- AIM:
Reproduce all records exactly.
-- Start --
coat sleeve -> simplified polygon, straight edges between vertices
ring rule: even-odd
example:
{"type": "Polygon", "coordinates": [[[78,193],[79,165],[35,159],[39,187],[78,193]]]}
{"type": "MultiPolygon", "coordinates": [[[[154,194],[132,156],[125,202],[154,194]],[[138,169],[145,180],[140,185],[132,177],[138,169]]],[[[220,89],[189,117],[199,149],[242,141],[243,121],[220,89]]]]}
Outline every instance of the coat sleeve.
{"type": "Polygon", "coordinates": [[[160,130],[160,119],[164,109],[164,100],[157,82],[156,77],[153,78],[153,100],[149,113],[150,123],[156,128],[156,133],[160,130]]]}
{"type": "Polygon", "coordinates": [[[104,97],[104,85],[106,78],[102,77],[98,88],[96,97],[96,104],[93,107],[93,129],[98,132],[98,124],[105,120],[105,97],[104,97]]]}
-- End --
- FULL RESPONSE:
coat sleeve -> simplified polygon, straight edges between vertices
ring rule: even-odd
example:
{"type": "Polygon", "coordinates": [[[78,193],[79,165],[35,159],[39,187],[78,193]]]}
{"type": "MultiPolygon", "coordinates": [[[[154,194],[132,156],[125,202],[154,194]],[[138,169],[145,180],[140,185],[132,177],[138,169]]],[[[220,89],[189,117],[199,149],[242,141],[243,121],[220,89]]]]}
Outline every instance of the coat sleeve.
{"type": "Polygon", "coordinates": [[[160,130],[160,119],[164,109],[164,100],[157,82],[156,77],[153,78],[153,100],[149,113],[150,123],[156,128],[156,133],[160,130]]]}
{"type": "Polygon", "coordinates": [[[104,97],[104,85],[106,78],[102,77],[98,88],[96,97],[96,104],[93,107],[93,129],[98,132],[98,124],[105,120],[105,97],[104,97]]]}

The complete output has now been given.